Recast the material from its first line through the line holding "pixel 12 116", inclusive, as a Markdown table with a Row column numbering each line and a Line column giving its text. Leave out blank lines and the pictures.

[Data items]
****
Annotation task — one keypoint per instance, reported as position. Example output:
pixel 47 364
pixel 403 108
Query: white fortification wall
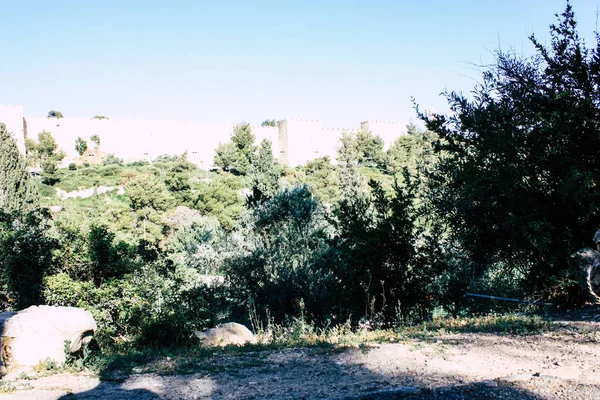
pixel 135 139
pixel 295 141
pixel 12 116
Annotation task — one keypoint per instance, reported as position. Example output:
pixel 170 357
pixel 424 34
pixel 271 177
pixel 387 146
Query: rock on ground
pixel 39 333
pixel 225 334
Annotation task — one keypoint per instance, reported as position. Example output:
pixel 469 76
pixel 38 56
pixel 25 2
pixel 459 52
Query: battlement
pixel 295 140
****
### Task response
| Row | Line |
|---|---|
| 1 | Annotation task — one keypoint per instance, reported as position. Example output: |
| 2 | pixel 47 364 |
| 3 | pixel 403 108 |
| 4 | Query: white fortification wall |
| 5 | pixel 135 139 |
| 6 | pixel 295 141 |
| 7 | pixel 12 116 |